Segment Start: The data

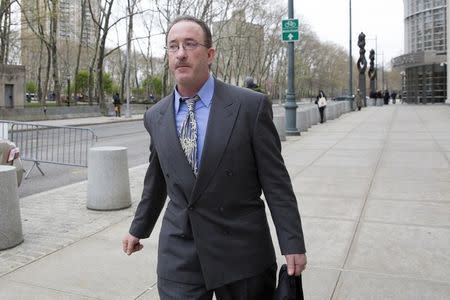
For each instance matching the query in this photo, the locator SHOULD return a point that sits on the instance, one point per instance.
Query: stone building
(239, 47)
(424, 64)
(12, 86)
(68, 35)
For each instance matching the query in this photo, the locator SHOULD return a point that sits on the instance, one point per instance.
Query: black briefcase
(289, 287)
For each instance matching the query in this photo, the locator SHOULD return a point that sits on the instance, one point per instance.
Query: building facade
(424, 64)
(240, 49)
(36, 14)
(12, 86)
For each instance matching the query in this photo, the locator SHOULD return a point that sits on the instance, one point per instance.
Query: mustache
(181, 64)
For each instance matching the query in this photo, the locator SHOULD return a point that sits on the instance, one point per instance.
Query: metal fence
(63, 145)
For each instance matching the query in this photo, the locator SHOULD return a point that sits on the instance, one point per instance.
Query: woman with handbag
(321, 101)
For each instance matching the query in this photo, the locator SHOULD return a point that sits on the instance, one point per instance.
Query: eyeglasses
(188, 45)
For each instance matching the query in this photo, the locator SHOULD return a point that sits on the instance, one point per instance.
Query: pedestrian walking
(214, 150)
(358, 99)
(321, 101)
(386, 97)
(393, 96)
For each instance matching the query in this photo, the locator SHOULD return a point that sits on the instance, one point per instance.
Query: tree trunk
(54, 50)
(80, 45)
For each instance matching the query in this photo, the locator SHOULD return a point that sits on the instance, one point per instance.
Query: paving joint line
(363, 208)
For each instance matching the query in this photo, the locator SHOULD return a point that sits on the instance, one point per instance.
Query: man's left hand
(296, 263)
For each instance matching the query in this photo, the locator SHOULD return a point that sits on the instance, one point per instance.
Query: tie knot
(190, 100)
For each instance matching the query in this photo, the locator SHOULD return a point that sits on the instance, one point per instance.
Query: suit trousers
(259, 287)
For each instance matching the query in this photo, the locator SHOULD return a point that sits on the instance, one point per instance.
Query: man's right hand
(131, 244)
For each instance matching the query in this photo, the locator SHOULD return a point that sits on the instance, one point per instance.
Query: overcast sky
(380, 19)
(329, 19)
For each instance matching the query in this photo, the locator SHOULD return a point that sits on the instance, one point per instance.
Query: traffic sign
(289, 25)
(289, 29)
(290, 36)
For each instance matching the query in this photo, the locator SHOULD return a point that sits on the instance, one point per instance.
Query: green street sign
(289, 30)
(289, 25)
(290, 36)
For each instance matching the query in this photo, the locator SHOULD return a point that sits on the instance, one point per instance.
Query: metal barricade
(63, 145)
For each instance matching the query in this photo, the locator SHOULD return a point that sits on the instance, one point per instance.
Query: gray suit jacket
(215, 228)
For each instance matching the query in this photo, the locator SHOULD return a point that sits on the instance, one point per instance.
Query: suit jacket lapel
(169, 149)
(222, 117)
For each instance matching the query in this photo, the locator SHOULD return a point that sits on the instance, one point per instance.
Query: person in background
(393, 96)
(386, 97)
(117, 104)
(358, 99)
(213, 150)
(320, 105)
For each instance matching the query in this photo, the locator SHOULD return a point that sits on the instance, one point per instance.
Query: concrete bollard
(280, 125)
(108, 179)
(10, 220)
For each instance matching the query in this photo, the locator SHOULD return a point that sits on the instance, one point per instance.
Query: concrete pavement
(373, 191)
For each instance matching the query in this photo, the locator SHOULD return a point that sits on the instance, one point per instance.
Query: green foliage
(152, 85)
(82, 81)
(31, 87)
(108, 85)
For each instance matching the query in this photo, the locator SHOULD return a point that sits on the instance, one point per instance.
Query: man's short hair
(201, 23)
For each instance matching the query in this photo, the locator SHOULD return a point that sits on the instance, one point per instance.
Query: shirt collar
(205, 93)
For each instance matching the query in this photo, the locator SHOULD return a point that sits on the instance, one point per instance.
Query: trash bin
(10, 219)
(9, 155)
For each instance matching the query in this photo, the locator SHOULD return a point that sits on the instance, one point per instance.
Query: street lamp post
(68, 90)
(291, 105)
(350, 59)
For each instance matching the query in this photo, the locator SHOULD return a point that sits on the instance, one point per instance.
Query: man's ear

Segment End: The data

→ **What is required**
Any picture in the data is to be skipped, while each line is returned exactly as written.

→ **Task solution**
For each instance matching the query in this photo, the locator SHOULD return a point that sits on the instance, one point per instance.
Query: stone building
(239, 47)
(424, 64)
(12, 86)
(68, 35)
For each instance matching the query in this photo, the locator SHOULD return a point that sits on the instance, one point per instance.
Query: black briefcase
(289, 287)
For each instance matching the query in this photo, the locator SHOULD return a point that sits on the instance, one point per instance.
Query: building facade
(424, 64)
(240, 49)
(36, 14)
(12, 86)
For each instance matching the query in this photo, the locator SHOULD return a point that sits on the instance, one point per instance.
Query: mustache
(181, 64)
For each instance matching the query in this photo, the locator SHOULD return a point that sits on the instance, one point per instance.
Query: metal fence
(63, 145)
For each instance matching the query in this photo, the locator SHOULD return a point that sits on the instance, one point per instance.
Query: woman with handbag
(321, 101)
For each instance matching the query in this photo, the locator SHOULD return a point that sits on the instance, one point per instance.
Query: eyeglasses
(188, 45)
For each instance matching the query in this photo, the locator SHOULD return a point that sits on the instance, one point per instance.
Query: pedestrian walking
(214, 150)
(358, 99)
(321, 101)
(386, 97)
(393, 96)
For each instance matching the query in this photo, the locator SHOULD return a point that sits on the instance, one point per instance.
Query: tree trunk
(54, 50)
(80, 45)
For each instance matching the query in this photo, the locator SHOULD return a point that sits on the instance, one point per instance.
Query: paving joint line
(363, 208)
For each instance matching the query in this photo, the locator SHOULD return a point that sits on the instance, one point per instance.
Query: man's left hand
(296, 263)
For each instance matching the query in this photo, the locator SHOULD return a point that sits on the instance, one point per instance.
Query: tie knot
(190, 100)
For each instance matching the query in this photo, the locator SHOULD return a point that sits on the instance, one point per instance.
Query: suit trousers
(259, 287)
For each instance matching the query in this photo, the locator SHOULD return a point that sits on the instance, one point per instance.
Query: man's right hand
(131, 244)
For each instance matching the query in this photo, the locator SHOULD return a point that sits on the instance, one point per instance.
Query: overcast sky
(380, 19)
(329, 19)
For each instance matching the query in this photo, the locator SHOULD return a point that sits on the instance, one point per instance.
Query: traffic sign
(289, 25)
(289, 29)
(290, 36)
For each instance matching the query in this photo, the locator SHOULD return a point that sits on the instance, one point per instance.
Query: green street sign
(289, 30)
(289, 25)
(290, 36)
For each instance matching the query in this photo, the locator SHOULD return a point that sits on the instance, one point per instance.
Query: metal barricade
(63, 145)
For each instance matching the query in this photo, the locator SHOULD return a point that sits on the instance, one point per instance.
Query: gray suit jacket
(215, 228)
For each instance matching the query in this photo, the locator SHOULD return a point that sits on the instance, one point per instance.
Query: suit jacket lapel
(169, 149)
(222, 117)
For each instance matching the query in this photo, the locator SHOULD return a point that sits on the instance, one point per instance.
Query: person in background
(393, 96)
(386, 97)
(117, 104)
(358, 99)
(213, 150)
(320, 105)
For each instance matching the query in this photo, the locator SHOULD return a point that sits on the instance, one point per instance.
Query: concrete bollard
(280, 125)
(108, 179)
(10, 220)
For each instance matching the query in this photo, the locator SHOULD return a point that sits on the instance, one point per instance.
Query: concrete pavement
(373, 191)
For each instance matching the query in this photo, the locator SHOULD return a point that sits on the instance, one point per instance.
Query: green foliage
(152, 85)
(82, 81)
(31, 87)
(108, 85)
For each instance matching the query in this photo, the locator SHOULD return a point that sits on the instance, one point per instance.
Query: man's short hair
(201, 23)
For each instance matching the query in this photo, the locator SHOULD return a point that sits on the instance, one point per instance.
Query: shirt collar
(205, 93)
For each instance matching the query in this photo, the locator SHOULD return a point that sits on the instance, one point per instance.
Query: trash bin
(10, 219)
(9, 155)
For each instance matching the query in this photo, the locator SHOULD return a point that sits on the instance, one point per instance.
Query: street lamp post
(68, 90)
(291, 105)
(350, 59)
For each instance matching the query in this photo, the locator SHOULD return a point that sits on the instance, one point per instance.
Query: man's ear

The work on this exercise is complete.